━━━ Dataset content ━━━

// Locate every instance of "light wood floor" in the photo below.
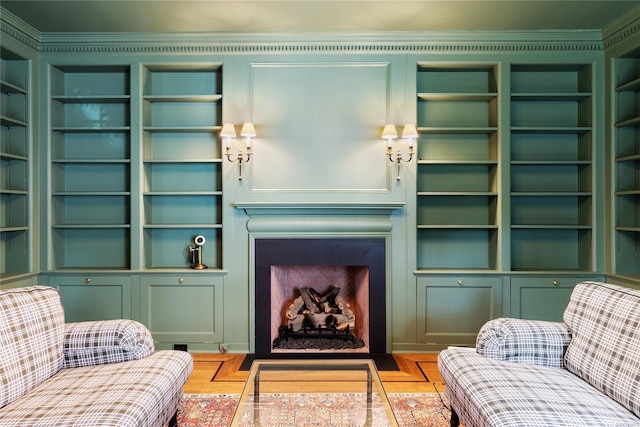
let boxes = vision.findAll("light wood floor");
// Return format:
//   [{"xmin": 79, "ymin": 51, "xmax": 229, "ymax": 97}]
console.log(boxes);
[{"xmin": 184, "ymin": 353, "xmax": 444, "ymax": 394}]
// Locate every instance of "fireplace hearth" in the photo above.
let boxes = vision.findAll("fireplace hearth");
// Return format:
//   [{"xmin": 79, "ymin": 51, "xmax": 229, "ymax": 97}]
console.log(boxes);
[{"xmin": 255, "ymin": 238, "xmax": 386, "ymax": 354}]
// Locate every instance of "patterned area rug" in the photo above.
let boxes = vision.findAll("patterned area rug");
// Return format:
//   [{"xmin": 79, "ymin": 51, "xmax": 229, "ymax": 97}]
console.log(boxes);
[{"xmin": 178, "ymin": 393, "xmax": 449, "ymax": 427}]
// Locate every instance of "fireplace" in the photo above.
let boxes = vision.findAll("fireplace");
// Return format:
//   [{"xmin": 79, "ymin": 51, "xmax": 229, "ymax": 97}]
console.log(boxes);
[{"xmin": 255, "ymin": 238, "xmax": 387, "ymax": 354}]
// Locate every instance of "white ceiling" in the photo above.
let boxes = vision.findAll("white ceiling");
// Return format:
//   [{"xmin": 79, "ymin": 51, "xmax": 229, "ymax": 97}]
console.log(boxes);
[{"xmin": 0, "ymin": 0, "xmax": 640, "ymax": 33}]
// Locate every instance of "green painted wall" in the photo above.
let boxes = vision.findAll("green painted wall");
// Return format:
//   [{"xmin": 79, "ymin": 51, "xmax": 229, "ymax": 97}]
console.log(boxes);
[{"xmin": 2, "ymin": 8, "xmax": 637, "ymax": 352}]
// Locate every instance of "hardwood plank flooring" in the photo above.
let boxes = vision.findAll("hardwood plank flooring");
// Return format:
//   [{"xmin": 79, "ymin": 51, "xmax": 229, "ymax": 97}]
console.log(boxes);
[{"xmin": 184, "ymin": 353, "xmax": 444, "ymax": 394}]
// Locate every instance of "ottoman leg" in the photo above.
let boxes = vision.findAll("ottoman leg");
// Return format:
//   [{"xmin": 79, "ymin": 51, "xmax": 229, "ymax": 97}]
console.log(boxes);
[{"xmin": 449, "ymin": 407, "xmax": 460, "ymax": 427}]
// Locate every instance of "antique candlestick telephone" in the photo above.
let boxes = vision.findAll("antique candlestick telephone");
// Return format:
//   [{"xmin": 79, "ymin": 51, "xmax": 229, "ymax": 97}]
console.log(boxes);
[{"xmin": 189, "ymin": 236, "xmax": 209, "ymax": 270}]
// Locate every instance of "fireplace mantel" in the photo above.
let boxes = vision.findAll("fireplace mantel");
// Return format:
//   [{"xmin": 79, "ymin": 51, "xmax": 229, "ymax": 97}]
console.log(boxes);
[
  {"xmin": 234, "ymin": 202, "xmax": 404, "ymax": 234},
  {"xmin": 233, "ymin": 202, "xmax": 405, "ymax": 217}
]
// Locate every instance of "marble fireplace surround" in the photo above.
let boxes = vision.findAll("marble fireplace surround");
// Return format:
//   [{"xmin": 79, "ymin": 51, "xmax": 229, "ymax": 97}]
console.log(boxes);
[{"xmin": 235, "ymin": 202, "xmax": 404, "ymax": 354}]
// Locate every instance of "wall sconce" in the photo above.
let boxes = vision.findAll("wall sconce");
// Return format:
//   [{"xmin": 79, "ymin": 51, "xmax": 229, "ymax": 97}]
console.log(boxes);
[
  {"xmin": 220, "ymin": 122, "xmax": 256, "ymax": 179},
  {"xmin": 382, "ymin": 124, "xmax": 418, "ymax": 181}
]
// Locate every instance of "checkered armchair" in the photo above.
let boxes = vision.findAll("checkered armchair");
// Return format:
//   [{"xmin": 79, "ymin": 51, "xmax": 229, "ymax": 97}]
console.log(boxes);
[
  {"xmin": 0, "ymin": 286, "xmax": 193, "ymax": 427},
  {"xmin": 438, "ymin": 282, "xmax": 640, "ymax": 427}
]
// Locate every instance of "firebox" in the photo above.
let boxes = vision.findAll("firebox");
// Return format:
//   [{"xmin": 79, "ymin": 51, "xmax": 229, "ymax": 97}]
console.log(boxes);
[{"xmin": 255, "ymin": 238, "xmax": 387, "ymax": 354}]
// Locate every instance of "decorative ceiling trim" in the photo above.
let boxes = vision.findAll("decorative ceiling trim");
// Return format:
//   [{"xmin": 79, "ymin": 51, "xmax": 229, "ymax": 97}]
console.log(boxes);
[
  {"xmin": 40, "ymin": 40, "xmax": 604, "ymax": 54},
  {"xmin": 0, "ymin": 8, "xmax": 40, "ymax": 50},
  {"xmin": 602, "ymin": 7, "xmax": 640, "ymax": 49}
]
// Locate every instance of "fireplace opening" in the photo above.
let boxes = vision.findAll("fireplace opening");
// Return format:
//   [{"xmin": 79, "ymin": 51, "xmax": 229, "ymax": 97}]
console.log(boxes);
[
  {"xmin": 254, "ymin": 238, "xmax": 387, "ymax": 354},
  {"xmin": 271, "ymin": 266, "xmax": 369, "ymax": 352}
]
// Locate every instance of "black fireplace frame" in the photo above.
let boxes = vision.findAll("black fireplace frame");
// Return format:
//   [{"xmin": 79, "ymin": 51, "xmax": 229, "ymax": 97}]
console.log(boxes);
[{"xmin": 254, "ymin": 237, "xmax": 387, "ymax": 354}]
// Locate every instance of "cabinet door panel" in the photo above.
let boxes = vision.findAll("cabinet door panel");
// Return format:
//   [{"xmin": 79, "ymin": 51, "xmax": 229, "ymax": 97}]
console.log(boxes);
[
  {"xmin": 140, "ymin": 276, "xmax": 223, "ymax": 344},
  {"xmin": 511, "ymin": 276, "xmax": 603, "ymax": 322},
  {"xmin": 418, "ymin": 277, "xmax": 502, "ymax": 350},
  {"xmin": 54, "ymin": 276, "xmax": 131, "ymax": 322}
]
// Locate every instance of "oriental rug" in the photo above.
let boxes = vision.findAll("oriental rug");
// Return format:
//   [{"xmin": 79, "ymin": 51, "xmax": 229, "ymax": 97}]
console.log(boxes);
[{"xmin": 178, "ymin": 393, "xmax": 450, "ymax": 427}]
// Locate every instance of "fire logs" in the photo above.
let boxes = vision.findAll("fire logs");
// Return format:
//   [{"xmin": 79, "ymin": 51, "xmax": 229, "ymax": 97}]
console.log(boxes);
[{"xmin": 286, "ymin": 286, "xmax": 356, "ymax": 333}]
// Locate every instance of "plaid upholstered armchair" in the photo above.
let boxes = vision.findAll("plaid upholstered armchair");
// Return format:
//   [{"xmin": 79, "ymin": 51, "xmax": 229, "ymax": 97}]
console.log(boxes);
[
  {"xmin": 438, "ymin": 282, "xmax": 640, "ymax": 427},
  {"xmin": 0, "ymin": 286, "xmax": 193, "ymax": 427}
]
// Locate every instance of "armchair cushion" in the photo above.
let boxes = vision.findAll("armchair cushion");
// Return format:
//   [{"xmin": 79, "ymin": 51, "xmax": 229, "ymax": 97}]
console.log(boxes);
[
  {"xmin": 564, "ymin": 282, "xmax": 640, "ymax": 417},
  {"xmin": 476, "ymin": 318, "xmax": 571, "ymax": 368},
  {"xmin": 0, "ymin": 286, "xmax": 64, "ymax": 408},
  {"xmin": 63, "ymin": 319, "xmax": 154, "ymax": 368}
]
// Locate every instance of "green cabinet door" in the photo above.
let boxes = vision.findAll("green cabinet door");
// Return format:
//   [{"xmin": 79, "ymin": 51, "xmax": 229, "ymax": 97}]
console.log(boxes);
[
  {"xmin": 417, "ymin": 276, "xmax": 502, "ymax": 351},
  {"xmin": 49, "ymin": 275, "xmax": 131, "ymax": 322},
  {"xmin": 511, "ymin": 276, "xmax": 603, "ymax": 322},
  {"xmin": 140, "ymin": 275, "xmax": 224, "ymax": 351}
]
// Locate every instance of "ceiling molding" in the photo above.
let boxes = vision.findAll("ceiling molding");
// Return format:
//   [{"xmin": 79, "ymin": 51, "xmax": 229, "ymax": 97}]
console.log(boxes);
[
  {"xmin": 602, "ymin": 6, "xmax": 640, "ymax": 48},
  {"xmin": 0, "ymin": 7, "xmax": 40, "ymax": 50},
  {"xmin": 33, "ymin": 30, "xmax": 603, "ymax": 54}
]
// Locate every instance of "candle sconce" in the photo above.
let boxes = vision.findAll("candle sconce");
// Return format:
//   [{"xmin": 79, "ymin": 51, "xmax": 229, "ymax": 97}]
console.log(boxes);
[
  {"xmin": 220, "ymin": 122, "xmax": 256, "ymax": 179},
  {"xmin": 382, "ymin": 124, "xmax": 418, "ymax": 181}
]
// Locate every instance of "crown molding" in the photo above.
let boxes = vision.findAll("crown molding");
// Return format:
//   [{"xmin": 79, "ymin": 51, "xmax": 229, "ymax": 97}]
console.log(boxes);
[
  {"xmin": 0, "ymin": 6, "xmax": 40, "ymax": 50},
  {"xmin": 602, "ymin": 6, "xmax": 640, "ymax": 49},
  {"xmin": 33, "ymin": 31, "xmax": 603, "ymax": 54}
]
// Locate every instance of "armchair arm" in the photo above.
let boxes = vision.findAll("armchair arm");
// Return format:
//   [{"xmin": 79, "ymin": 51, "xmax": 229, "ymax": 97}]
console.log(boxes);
[
  {"xmin": 62, "ymin": 319, "xmax": 154, "ymax": 368},
  {"xmin": 476, "ymin": 318, "xmax": 571, "ymax": 368}
]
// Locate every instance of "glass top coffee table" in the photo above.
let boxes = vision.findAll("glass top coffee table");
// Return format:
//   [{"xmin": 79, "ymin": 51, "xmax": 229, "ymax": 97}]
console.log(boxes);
[{"xmin": 231, "ymin": 359, "xmax": 398, "ymax": 427}]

━━━

### Task details
Report every line of the material above that contains the string "cushion", copying each line in full.

### Final answer
// Locate every instance of "armchair cushion" in the photo above.
let boxes = vision.findAll("armchair cushion");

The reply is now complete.